= Article =
┌──
Taking a piano exam (practical) is a big thing for every candidate. After all, you have taken time and effort to prepare yourself for this actual day. Here are some tips on what you can do to ride through the exam day.
Before you leave your house
- Have a good sleep, so that you wake up on this important day feeling fresh and ready. Watching movies through the wee hours, staying out late partying, and playing games past your sleeping hour; are huge no-nos.
- Have a healthy breakfast. If you have butterflies in your stomach due to anxiety, don't force yourself to finish the food. They might end up in a wrong place.
- Avoid doing any serious work, whether piano related or not, so that your brain is not taxed. Do something relaxing and fun.
- Avoid especially thinking about your scales, arpeggios, fingering, what you have and haven't done for your exam. This will only upset you, and disturb your inner calm.
- Dress yourself in a smart casual attire to show respect for both the performance and your examiner. Don't wear slippers, flip-flops, and home-wear clothes.
- Print a copy of the Examination Appointment Letter which lists down the venue information and the candidate details. This letter is emailed to the Applicant weeks before the actual day. In the past, it was mailed to the Applicant's address.
Leaving your house
- Bring the printed Examination Appointment Letter
- Bring a Photo ID to prove you're the candidate. If you do not have any Photo ID (passport or Ez-Link card), bring your Birth Certificate. This is usually the case for a very young candidate.
- Bring along all original music scores required for your piano exam pieces. Do not bring photocopies.
- Bring along a hand warmer.
- Bring a jacket or sweater.
- Aim to arrive at least 15 minutes before the start of your examination time. Plan your journey to the examination venue well in advance and allow plenty of time to allow for traffic delays. If possible, make a trip down before the actual exam. This can help you to familiarise the route from your place to the venue, as well as the possibly tricky bends and turns when you are at the venue itself.
Arriving at the Examination room
- Report to the Steward and greet him when you arrive at the examination room.
- Present the printed Examination Appointment Letter and your Photo ID to the Steward.
- If the Steward asks you the running order of your tests, you can choose to play the scales and arpeggios before the pieces, to loosen your fingers up.
Waiting outside the Examination room
- The Steward will tell you where to wait. If you need to visit the restroom while waiting, let the Steward know and go ahead. Make sure you feel comfortable before you go into the exam room.
- Loosen and exercise your fingers.
- Wear your jacket or sweater if you are feeling cold.
- If your fingers are feeling cold, use your hand warmer. Otherwise, keep your hands inside your jacket or sweater.
- Do not talk to other people about the exam, your pieces, and the examiners. This only adds anxiety and promotes nervousness. Instead, take a few deep breaths, relax and focus on your exam.
- Look through your scores and visualise yourself playing them. Imagine the applause when you finish playing. Fill yourself with positive thoughts.
- Think to yourself that this is just like any other piano practice session. It does not matter now whether you have prepared for the exam, focusing on the upcoming exam soon is all you can do now.
Inside the Examination room
- Stay calm and poised. Relax and enjoy the examination experience.
└──
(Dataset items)
┌──
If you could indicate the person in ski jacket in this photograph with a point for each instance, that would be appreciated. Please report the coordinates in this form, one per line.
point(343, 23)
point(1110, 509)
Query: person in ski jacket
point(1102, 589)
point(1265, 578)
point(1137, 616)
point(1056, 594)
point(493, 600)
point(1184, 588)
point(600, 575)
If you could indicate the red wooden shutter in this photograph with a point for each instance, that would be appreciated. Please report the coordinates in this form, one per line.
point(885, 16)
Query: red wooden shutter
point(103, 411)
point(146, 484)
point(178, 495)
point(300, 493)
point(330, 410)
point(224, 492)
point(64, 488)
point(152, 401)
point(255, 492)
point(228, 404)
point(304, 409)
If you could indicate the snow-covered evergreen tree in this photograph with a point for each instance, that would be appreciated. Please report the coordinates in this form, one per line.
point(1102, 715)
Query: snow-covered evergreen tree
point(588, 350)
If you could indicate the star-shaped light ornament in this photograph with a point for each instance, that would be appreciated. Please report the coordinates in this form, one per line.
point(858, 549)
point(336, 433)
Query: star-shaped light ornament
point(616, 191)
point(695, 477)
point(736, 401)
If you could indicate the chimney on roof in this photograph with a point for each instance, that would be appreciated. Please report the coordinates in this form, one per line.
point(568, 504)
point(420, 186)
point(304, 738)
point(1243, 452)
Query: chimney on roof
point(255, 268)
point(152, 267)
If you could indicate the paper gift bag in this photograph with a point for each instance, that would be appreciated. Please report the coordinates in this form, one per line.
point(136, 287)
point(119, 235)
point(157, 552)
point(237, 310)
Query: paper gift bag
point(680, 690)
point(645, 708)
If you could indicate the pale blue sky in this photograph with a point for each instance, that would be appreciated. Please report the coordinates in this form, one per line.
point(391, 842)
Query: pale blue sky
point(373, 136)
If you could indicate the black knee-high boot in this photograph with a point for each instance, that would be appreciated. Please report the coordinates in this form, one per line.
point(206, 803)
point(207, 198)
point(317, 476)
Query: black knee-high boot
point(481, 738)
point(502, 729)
└──
= Parts of the exercise =
[A] Answer these questions from the piano exam tips:
(i) Which two forms of Photo ID are named as examples?
(ii) At least how many minutes before the examination time should a candidate aim to arrive?
(iii) What should the candidate present to the Steward on arriving at the examination room?
[B] According to the piano exam tips, why should a candidate avoid talking to other people about the exam while waiting outside the examination room?
[C] Repeat everything in the piano exam tips from "- Think to yourself" down to "the examination experience.".

= Solutions to the exercise =
[A]
(i) A passport or an Ez-Link card.
(ii) At least 15 minutes.
(iii) The printed Examination Appointment Letter and a Photo ID.

[B] Talking about the exam, the pieces and the examiners only adds anxiety and promotes nervousness. The tips suggest taking a few deep breaths, relaxing and focusing on the exam instead.

[C]
- Think to yourself that this is just like any other piano practice session. It does not matter now whether you have prepared for the exam, focusing on the upcoming exam soon is all you can do now.
Inside the Examination room
- Stay calm and poised. Relax and enjoy the examination experience.